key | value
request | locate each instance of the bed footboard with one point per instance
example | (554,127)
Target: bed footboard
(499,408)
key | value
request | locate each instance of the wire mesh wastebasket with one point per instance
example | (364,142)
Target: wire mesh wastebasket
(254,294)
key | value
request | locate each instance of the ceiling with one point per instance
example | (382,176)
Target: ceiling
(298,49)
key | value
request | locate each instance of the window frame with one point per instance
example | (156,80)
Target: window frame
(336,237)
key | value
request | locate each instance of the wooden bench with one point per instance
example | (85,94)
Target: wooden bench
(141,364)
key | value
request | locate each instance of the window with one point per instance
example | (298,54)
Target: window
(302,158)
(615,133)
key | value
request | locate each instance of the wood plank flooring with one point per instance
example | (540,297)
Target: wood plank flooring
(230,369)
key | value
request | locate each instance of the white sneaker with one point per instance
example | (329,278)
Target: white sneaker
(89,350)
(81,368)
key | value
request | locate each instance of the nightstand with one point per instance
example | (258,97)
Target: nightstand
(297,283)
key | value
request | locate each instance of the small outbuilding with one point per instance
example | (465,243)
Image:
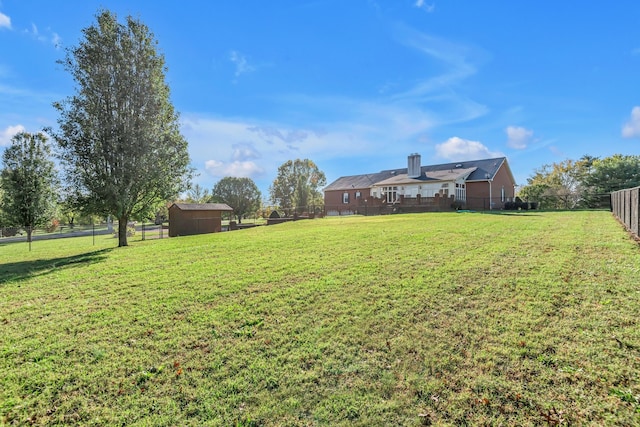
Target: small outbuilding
(196,218)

____________________

→ **Instructions to follow**
Skipping any images, write out all the data exactly.

→ **Reply**
key | value
request | locate each instance of the bed footboard with one point per instance
example | (554,127)
Target: bed footboard
(499,408)
key | value
request | locate each instance of the wire mesh wastebasket with one point per instance
example | (364,142)
Target: wire mesh wastebasket
(254,294)
key | value
request | locate each instance of the ceiling with one point per instance
example | (382,176)
Target: ceiling
(298,49)
key | value
request | locate each instance of the window frame with one point per instance
example | (156,80)
Target: window frame
(336,237)
key | value
request | locate each instance of the wooden bench with one point per instance
example | (85,94)
Target: wooden bench
(141,364)
key | value
request | locate each instance of the window with one point per instance
example | (298,54)
Target: window
(302,158)
(615,133)
key | value
request | locate each instance of the wood plank flooring with one point per instance
example | (540,297)
Target: wood plank flooring
(230,369)
key | value
request | locate each instance of the white sneaker with one point per instance
example | (329,278)
Target: white sneaker
(89,350)
(81,368)
key | value
request | locate each instance of the nightstand with one point per instance
example | (258,97)
Target: nightstand
(297,283)
key | value
request | locate each instance of the small outbuilding with one point per instance
example | (465,243)
Image:
Target: small outbuilding
(196,218)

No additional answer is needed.